> **TAREA**
En el hilo del foro, convierte en una lista breve el párrafo que empieza con «Jamás he oído je» y conserva sus datos principales.

> **FRAGMENTO DEL TEXTO**
======

# y = je / i griega



## vivalapaz

Hi.  I've heard different ways to say various letters of the alphabet in Spanish that I haven't found in any dictionary or online here.  

Specifically, can anyone tell me if the letter "y" is referred to as "je" rather than "igriega" in Spain?  I have a CD produced by a Spaniard, and both of these names are given to the letter "y," and I'm trying to figure out if the "je" is common in Spain or other parts of the Spanish-speaking world when referring to the letter "y."  

"W" is also referred to as "uve doble" rather than the designation I'm used to hearing: "doble ve."  Again, I'd love to know where this is used.

Gracias de antemano.


----------



## Txiri

I've never EVER seen "y" called "je" or anything like that. Somebody way back noticed the Roman "i", (la i), and the fact that the Greeks used "y" to denote a similar sound, hence (la i griega). 

I can't imagine who would have come up with that, either. At least the_ i griega_ makes sense. 

"W", I have always heard as "uve doble" or "doble uve". 

I used to point out to Anglo students that in Spanish they saw it as a double "v", whereas we Anglos had seen it as a double "u". I'd never stopped to think about the "uve" before, since the vowel "u" is "la u". 

My two cents' worth.

Interesting question!


----------



## jsf_pp

im from latin america, and i´ve never listened /dze/ as "y" before. Its always called "y griega"


----------



## Lorenzito

Y = Ye or I griega
W = Doble U o Doble V, Uve Doble
ll = eye (eje) o dpble ele

And I don't know how many more, it depends on the region


----------



## nanel

Jamás he oído je a menos que te refieras a la G (ge - mismo sonido, distinta grafía). La Y es la I griega. W es uve doble para mí. He oído doble uve también, pero me parece bastante menos común. Me suena un poco raro, de hecho.

======

Entradas de un conjunto de datos de anotación:
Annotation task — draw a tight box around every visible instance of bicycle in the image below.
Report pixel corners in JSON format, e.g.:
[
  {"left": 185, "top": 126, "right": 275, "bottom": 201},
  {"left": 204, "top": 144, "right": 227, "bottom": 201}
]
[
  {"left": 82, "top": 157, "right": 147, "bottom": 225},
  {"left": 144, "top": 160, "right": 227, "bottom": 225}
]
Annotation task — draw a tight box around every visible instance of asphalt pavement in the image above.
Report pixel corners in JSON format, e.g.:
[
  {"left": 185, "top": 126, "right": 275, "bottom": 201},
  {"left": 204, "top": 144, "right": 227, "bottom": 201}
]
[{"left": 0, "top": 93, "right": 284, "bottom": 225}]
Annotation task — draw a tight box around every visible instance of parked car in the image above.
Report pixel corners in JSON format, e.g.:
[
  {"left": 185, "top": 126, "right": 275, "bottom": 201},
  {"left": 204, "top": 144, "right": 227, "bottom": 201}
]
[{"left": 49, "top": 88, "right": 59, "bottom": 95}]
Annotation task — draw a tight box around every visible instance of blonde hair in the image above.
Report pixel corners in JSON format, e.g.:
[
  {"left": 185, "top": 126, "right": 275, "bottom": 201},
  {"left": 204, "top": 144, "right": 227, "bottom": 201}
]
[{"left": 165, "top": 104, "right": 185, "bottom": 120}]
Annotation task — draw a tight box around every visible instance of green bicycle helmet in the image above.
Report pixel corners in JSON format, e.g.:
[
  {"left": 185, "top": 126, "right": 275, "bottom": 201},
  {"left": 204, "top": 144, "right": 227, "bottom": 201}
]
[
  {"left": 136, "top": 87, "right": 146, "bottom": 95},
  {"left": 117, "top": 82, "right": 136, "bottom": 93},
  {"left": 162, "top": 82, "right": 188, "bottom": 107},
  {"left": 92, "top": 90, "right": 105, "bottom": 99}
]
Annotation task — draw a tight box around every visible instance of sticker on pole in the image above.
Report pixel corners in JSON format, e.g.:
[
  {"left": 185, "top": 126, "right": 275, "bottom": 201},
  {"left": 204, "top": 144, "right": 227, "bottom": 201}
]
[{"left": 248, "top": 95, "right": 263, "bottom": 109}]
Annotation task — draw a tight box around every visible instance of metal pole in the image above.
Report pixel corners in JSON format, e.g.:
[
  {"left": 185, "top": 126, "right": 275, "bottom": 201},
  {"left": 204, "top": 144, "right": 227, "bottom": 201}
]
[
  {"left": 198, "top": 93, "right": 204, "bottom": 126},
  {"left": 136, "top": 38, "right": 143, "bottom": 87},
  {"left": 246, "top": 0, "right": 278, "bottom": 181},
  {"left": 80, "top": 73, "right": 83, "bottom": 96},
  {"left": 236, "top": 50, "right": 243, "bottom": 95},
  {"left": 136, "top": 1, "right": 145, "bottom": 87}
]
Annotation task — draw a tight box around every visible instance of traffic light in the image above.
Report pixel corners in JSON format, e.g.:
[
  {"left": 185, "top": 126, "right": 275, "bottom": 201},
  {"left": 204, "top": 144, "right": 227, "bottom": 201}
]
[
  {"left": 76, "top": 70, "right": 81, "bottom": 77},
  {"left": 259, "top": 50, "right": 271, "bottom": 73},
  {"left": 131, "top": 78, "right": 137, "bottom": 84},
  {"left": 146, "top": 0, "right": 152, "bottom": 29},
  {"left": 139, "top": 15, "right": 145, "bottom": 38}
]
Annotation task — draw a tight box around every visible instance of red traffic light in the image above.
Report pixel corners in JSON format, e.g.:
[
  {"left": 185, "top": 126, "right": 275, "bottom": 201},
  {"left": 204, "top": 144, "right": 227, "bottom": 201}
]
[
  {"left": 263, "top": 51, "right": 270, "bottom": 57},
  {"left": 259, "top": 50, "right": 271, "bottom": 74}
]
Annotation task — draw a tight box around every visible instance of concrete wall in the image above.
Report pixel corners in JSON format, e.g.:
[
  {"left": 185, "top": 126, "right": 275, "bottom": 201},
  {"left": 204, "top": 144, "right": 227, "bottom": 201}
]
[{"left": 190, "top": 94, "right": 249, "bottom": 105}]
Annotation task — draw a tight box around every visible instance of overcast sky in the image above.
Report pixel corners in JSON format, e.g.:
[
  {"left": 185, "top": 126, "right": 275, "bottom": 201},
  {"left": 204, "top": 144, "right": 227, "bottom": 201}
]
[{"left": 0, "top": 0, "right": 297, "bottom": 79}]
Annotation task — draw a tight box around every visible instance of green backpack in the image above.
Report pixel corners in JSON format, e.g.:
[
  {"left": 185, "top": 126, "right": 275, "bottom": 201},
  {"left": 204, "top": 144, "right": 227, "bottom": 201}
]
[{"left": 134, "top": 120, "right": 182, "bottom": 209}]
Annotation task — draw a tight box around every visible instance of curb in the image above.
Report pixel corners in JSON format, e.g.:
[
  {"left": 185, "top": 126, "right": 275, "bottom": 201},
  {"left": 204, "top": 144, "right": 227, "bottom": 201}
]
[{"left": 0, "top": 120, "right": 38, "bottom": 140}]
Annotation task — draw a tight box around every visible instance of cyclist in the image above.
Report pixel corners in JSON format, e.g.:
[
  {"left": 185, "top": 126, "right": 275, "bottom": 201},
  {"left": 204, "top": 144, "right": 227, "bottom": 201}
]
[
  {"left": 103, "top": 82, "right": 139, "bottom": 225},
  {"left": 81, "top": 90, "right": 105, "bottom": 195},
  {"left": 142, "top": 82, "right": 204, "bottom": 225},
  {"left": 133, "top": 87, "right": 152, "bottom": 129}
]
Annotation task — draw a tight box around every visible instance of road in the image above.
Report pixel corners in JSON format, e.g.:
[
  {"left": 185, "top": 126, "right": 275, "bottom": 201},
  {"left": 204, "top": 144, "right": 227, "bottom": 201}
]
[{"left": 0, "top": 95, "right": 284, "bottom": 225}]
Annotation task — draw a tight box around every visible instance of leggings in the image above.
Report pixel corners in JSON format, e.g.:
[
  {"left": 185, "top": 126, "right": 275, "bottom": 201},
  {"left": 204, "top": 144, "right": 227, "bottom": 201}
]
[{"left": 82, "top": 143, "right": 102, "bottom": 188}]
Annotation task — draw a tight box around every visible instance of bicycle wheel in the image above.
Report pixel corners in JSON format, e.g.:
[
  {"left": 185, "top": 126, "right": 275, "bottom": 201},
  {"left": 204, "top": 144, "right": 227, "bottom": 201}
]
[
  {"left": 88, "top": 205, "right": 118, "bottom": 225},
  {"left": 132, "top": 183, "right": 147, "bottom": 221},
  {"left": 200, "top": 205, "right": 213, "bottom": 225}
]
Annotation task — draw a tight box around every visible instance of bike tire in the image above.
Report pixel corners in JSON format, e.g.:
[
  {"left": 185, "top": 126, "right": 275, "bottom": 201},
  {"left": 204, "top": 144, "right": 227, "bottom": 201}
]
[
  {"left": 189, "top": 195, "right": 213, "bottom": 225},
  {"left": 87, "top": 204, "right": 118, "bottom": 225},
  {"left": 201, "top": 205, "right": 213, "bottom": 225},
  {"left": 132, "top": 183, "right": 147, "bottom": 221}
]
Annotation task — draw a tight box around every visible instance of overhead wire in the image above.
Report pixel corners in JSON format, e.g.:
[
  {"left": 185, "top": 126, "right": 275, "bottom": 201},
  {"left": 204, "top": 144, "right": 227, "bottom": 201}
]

======

> **SOLUCIÓN**
- Quien escribe nunca ha oído «je» para la Y, salvo que se refiera a la G (ge: mismo sonido, distinta grafía).
- La Y es la i griega.
- Para quien escribe, la W es uve doble.
- También ha oído «doble uve», pero le parece bastante menos común y algo raro.